From the line containing "Target: round control knob" down to the last line of the material, return those lines verbatim and only those.

EXTRACTED DATA
□ □ □

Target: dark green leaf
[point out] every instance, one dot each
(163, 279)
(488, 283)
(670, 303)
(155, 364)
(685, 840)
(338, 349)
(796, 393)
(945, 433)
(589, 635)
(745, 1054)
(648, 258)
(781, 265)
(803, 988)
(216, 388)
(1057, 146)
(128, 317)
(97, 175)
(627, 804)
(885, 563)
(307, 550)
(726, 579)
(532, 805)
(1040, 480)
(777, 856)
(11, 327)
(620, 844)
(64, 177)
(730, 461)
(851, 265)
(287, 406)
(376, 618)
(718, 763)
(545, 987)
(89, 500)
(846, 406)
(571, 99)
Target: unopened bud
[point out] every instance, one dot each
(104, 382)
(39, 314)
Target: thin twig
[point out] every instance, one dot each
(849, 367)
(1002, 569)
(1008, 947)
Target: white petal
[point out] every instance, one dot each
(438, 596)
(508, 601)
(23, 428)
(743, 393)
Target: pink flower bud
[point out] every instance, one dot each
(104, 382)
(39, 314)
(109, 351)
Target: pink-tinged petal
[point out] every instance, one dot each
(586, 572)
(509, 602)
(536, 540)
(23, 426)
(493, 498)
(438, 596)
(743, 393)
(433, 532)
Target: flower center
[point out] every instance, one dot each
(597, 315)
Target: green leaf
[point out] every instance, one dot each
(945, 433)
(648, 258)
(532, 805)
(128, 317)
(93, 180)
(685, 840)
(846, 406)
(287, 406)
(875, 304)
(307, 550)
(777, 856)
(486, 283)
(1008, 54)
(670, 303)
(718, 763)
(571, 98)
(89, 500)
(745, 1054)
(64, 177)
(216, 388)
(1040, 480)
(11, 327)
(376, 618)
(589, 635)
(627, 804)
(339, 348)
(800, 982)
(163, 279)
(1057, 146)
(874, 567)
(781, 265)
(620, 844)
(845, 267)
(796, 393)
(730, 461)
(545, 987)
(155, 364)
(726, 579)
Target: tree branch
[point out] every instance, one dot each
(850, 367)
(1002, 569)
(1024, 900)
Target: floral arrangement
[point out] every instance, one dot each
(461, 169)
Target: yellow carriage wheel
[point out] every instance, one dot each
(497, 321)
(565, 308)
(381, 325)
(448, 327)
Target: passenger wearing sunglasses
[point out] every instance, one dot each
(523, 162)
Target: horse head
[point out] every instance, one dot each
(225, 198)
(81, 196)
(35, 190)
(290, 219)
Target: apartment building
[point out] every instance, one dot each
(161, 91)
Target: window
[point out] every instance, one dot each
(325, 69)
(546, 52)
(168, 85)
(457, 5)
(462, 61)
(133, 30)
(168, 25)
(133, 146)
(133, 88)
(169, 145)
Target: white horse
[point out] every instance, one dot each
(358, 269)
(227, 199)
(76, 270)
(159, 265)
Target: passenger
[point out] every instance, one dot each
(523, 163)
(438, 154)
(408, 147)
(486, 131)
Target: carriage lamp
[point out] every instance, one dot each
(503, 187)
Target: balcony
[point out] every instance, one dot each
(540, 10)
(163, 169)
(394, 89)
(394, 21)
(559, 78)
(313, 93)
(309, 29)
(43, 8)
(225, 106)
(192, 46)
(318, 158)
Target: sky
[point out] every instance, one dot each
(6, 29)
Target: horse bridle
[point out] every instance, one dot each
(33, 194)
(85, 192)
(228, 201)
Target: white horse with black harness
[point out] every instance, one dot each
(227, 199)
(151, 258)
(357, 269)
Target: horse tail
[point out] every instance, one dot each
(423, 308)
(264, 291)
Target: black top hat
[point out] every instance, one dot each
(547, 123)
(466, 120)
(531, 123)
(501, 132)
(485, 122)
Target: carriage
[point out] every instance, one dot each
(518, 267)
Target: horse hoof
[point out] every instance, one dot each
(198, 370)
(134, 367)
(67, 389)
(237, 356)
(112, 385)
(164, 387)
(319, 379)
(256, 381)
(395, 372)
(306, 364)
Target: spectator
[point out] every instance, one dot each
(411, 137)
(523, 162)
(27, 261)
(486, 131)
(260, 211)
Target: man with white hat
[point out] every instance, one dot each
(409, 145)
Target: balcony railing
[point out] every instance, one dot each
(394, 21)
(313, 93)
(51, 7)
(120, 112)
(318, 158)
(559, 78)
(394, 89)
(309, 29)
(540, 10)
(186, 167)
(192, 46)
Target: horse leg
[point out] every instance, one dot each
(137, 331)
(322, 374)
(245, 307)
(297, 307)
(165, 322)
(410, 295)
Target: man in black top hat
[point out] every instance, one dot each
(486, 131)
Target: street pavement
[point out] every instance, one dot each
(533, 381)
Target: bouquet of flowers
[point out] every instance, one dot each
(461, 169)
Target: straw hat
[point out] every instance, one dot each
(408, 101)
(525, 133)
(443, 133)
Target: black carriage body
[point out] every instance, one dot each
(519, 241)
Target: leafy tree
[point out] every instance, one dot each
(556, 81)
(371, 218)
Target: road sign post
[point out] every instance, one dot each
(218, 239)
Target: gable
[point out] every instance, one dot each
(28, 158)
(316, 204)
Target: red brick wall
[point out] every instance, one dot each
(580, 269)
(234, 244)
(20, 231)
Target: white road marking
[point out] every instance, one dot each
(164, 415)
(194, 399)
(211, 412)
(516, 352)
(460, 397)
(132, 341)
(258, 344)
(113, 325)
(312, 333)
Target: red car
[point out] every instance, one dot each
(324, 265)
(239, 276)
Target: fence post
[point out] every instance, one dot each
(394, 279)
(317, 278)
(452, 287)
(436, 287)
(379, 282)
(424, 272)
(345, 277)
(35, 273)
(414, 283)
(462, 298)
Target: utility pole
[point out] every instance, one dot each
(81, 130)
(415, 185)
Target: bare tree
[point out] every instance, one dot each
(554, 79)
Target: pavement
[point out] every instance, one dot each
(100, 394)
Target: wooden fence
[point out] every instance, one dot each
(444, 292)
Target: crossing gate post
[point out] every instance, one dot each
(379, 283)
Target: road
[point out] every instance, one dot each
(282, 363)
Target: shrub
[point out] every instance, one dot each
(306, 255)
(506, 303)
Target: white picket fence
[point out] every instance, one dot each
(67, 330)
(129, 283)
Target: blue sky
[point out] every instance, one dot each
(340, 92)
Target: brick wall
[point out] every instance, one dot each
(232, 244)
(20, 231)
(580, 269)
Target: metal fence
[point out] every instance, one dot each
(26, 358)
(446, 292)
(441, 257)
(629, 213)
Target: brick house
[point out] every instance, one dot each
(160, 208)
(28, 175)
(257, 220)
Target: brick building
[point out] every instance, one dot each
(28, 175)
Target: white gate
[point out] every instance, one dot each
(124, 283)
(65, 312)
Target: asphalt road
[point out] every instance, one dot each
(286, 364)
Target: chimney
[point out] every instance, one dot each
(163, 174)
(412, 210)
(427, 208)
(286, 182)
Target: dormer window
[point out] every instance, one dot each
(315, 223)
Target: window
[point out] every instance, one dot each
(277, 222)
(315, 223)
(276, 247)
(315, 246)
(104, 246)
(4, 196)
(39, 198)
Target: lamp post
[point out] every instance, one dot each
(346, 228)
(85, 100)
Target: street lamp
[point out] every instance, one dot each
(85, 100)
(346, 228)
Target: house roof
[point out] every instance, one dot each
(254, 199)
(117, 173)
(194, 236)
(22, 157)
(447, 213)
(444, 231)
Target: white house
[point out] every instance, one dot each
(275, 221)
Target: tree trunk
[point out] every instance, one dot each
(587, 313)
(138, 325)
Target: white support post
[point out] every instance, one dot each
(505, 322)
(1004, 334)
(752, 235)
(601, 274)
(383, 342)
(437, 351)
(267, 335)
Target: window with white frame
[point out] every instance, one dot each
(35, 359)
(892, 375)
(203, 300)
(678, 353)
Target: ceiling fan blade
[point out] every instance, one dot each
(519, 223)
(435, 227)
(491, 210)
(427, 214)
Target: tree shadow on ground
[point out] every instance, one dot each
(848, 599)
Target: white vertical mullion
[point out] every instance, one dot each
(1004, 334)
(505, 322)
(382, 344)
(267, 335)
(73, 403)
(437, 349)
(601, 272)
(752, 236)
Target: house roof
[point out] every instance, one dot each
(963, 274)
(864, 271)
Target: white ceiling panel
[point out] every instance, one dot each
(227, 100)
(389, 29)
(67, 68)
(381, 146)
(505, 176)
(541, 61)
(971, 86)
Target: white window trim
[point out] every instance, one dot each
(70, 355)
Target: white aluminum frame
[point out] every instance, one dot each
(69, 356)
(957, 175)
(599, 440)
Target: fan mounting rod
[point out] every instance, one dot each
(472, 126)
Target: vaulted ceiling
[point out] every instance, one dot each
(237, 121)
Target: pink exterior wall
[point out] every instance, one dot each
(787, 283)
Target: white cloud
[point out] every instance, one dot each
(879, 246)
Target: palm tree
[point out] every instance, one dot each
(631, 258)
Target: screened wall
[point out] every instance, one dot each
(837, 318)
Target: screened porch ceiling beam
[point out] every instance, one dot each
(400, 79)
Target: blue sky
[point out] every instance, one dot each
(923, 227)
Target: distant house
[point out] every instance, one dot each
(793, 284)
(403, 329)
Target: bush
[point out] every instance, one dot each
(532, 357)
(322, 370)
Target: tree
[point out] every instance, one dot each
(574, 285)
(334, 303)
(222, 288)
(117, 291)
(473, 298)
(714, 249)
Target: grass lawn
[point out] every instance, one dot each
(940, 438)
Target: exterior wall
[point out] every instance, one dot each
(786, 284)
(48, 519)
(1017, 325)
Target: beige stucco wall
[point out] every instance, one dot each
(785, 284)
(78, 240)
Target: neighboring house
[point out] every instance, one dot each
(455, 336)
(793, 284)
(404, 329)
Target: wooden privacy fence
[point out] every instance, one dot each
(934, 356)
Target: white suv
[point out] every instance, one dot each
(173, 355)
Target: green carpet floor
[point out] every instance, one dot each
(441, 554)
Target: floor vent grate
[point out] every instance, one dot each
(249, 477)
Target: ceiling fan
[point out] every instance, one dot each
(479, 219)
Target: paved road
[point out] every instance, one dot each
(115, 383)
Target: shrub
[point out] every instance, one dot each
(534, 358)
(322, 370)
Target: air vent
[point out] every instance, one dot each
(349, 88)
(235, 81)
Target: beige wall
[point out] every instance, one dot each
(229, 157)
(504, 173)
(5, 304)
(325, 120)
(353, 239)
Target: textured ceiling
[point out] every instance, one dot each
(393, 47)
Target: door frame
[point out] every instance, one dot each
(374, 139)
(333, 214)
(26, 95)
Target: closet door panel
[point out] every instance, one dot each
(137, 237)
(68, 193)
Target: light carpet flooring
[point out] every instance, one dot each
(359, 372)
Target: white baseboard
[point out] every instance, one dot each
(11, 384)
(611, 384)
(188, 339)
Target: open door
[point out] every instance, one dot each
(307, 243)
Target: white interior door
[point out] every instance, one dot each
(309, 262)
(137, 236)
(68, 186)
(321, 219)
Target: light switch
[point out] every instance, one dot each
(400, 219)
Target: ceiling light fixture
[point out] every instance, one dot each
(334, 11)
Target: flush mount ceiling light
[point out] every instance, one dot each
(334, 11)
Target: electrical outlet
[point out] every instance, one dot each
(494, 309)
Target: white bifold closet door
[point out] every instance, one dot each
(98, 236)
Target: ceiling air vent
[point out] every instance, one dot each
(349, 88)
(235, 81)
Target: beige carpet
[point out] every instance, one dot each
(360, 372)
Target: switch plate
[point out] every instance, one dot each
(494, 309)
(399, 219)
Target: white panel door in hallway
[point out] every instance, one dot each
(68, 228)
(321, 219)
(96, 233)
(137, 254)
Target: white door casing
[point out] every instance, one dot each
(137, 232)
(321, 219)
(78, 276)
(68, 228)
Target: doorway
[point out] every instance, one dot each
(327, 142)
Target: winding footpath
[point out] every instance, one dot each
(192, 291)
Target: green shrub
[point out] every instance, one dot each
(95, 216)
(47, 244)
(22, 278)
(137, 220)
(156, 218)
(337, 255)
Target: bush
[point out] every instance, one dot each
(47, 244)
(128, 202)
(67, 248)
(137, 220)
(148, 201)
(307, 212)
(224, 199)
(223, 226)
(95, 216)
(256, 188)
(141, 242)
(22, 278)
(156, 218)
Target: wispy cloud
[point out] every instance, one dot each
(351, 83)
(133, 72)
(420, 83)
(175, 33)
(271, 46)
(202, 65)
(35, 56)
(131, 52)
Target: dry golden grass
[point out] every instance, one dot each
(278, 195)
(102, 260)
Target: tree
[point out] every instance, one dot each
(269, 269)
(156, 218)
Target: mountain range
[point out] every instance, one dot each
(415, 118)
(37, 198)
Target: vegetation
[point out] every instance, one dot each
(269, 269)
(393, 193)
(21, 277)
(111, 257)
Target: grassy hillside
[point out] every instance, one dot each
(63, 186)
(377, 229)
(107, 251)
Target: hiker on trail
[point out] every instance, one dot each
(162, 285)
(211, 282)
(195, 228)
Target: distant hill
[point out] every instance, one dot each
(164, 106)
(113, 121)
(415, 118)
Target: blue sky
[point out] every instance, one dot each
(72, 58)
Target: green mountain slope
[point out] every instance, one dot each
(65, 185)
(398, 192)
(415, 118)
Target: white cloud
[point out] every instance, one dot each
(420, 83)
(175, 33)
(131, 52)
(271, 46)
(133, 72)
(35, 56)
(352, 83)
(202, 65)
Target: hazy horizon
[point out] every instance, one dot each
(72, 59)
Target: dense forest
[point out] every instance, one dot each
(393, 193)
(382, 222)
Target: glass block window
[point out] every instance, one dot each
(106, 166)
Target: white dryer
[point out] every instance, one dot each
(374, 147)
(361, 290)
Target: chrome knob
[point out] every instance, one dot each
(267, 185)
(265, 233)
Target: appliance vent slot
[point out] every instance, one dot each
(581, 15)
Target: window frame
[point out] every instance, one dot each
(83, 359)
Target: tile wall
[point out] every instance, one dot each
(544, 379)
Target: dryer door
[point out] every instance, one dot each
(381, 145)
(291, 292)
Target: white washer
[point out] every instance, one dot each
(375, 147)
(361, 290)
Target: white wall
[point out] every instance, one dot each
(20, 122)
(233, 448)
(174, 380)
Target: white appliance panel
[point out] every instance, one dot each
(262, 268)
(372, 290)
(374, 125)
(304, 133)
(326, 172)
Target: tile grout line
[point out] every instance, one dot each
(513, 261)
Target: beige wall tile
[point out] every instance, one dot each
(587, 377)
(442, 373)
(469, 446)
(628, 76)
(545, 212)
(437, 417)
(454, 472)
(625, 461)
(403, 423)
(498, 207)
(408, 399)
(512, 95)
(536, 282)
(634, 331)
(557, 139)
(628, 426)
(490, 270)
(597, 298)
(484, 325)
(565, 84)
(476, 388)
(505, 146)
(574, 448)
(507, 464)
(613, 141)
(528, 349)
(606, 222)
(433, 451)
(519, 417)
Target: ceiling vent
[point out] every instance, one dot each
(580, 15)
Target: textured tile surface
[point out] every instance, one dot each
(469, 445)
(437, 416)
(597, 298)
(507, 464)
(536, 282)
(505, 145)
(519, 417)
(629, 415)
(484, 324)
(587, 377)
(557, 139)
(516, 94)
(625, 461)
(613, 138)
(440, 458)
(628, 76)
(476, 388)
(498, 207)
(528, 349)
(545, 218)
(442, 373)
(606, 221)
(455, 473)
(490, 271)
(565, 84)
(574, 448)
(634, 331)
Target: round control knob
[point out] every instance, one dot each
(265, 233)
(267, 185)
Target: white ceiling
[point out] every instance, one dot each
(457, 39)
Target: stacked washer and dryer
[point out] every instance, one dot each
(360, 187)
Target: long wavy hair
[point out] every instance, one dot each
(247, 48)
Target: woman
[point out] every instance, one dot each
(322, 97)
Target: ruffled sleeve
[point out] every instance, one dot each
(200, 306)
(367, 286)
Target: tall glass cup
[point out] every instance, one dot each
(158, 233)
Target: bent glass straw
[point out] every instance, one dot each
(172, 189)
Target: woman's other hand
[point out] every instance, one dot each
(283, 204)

□ □ □

OUTPUT FOR THIS TASK
Target: round control knob
[point out] every instance, one dot each
(265, 233)
(267, 185)
Target: white ceiling
[point out] every instance, one dot each
(457, 39)
Target: stacked washer and dryer
[point out] every instance, one dot each
(360, 187)
Target: long wavy hair
[point out] every instance, one dot each
(247, 48)
Target: woman
[point out] every instance, one dot each
(322, 97)
Target: ruffled sleeve
[point out] every instance, one dot each
(200, 306)
(367, 286)
Target: tall glass cup
[point out] every instance, one dot each
(158, 233)
Target: bent glass straw
[point out] every instance, one dot each
(172, 189)
Target: woman's other hand
[point out] every instance, one dot each
(283, 204)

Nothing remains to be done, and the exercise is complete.